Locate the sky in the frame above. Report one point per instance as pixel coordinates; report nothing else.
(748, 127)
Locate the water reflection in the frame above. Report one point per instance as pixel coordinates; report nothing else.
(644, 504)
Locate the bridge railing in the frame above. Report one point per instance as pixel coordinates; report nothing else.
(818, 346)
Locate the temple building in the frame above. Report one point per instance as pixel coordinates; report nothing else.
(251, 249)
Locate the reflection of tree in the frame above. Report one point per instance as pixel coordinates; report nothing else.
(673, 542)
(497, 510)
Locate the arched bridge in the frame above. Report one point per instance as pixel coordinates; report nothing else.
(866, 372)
-*-*-
Copy all of the records above verbatim, keeping every line in its original order.

**WRITTEN REPLY**
Locate the sky in the frame above. Report one point per instance as pixel coordinates; report nothing else.
(748, 127)
Locate the water reflection in the frame above. Report one point per instance as pixel coordinates; report nothing else.
(644, 504)
Locate the bridge railing in the frame above. Report one point per instance as pixel coordinates; report nothing else.
(818, 346)
Locate the temple building in the frame above. Report one point per instance as pixel coordinates; report nothing else.
(251, 249)
Locate the reflection of tree in the frame above. Report one point per instance as pixel coordinates; report nothing else.
(673, 542)
(497, 510)
Locate the arched bridge in the frame above. Report one point per instance as pixel coordinates; report nothing else.
(866, 372)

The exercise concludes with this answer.